Required tasks –
1 - In the piece about missing Kerala breakfasts, what is puttu eaten with?
2 - Continue the piece about missing Kerala breakfasts from where it stops, not the data that follows it.
# START OF Source document
I miss the colours of Kerala. The countryside, the mountains, the gardens, the sea. And I miss the crush of jostling bodies in the narrow alleys of the markets, the chattering, the endless horns, the furious intensity of street life. I miss the smells – of petrol mingled with toasted cumin, cardamom, incense, roasting nuts, pickled fruit. But mostly I miss Kerala breakfasts. Each morning a new treat to discover. Watermelon juice. Great rounds of crisp dosa served with the vegetable-tamarind stew called sambar. Or filled with potato masala. Uppumavu made with semolina, mustard seed, ginger and onion. The steamed rice noodle nests called Idiyappan sprinkled with toasted coconut and served with a side of egg masala. Aloo booda – potato balls coated with chickpea flour, flecked green with chilies. Idli with dollops of coconut chutney. Puttu made with rice flour and grated coconut and eaten with sweet bananas. Kallappam, rice pancakes studded with shallots and cumin seed. And my favourite – the addictive vada, Kerala’s breakfast donuts, of lentils, soaked, ground, fermented, seasoned with mustard seed and curry leaf, and sometimes with chillies and shallots, shaped into rounds, poked with a thumb, and deep fried. I tried to limit myself to three a day. And now, as I face my toasted Montreal bagel on a cold November morning, I wonder why.
# END OF Source document
# START OF Extracted information
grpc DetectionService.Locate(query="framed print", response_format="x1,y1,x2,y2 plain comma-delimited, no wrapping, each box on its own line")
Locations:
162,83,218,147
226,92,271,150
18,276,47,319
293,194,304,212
# END OF Extracted information
Answer list –
1 - Sweet bananas.

2 -
About the tour

My trip was wonderful! In the South of India, the culinary tour was fabulous. Chef Joe was lovely; the Team we travelled with were excellent; we had an excellent tour guide; all of the sights were great and, our group itself were all terrific. The cooking demonstrations were exceptional; it goes without saying that the cuisine was superb; we toured a few kitchens, which was very interesting; and we received several recipes as a very nice keepsake, including a very nice booklet that the Spice Villages sent to our individual e-mails. Meeting, and interacting with, Chef Joe and his family was definitely a highlight for me.
I had a wonderful time in the North of India, too. Of special note was Shailesh, the rep in Delhi, who met me on arrival, and explained the general set up of everything. He then met me again on my return to the city from Agra. He then surprised me by meeting me when I was in transit on my way back to Canada (with a change of planes in Delhi) to make sure that all was well. His courtesy went above and beyond any service I had anticipated. It was truly impressive!
Re. hotels in the North: Vivanta by Taj Dwarka in New Delhi was fabulous. The Crystal Sarovar in Agra was very nice, as was the Gateway Hotel Ganges in Varanasi.
The Oberoi Grand in Kolkata was superb. Nor-Khill Hotel in Sikkim was beautiful. ”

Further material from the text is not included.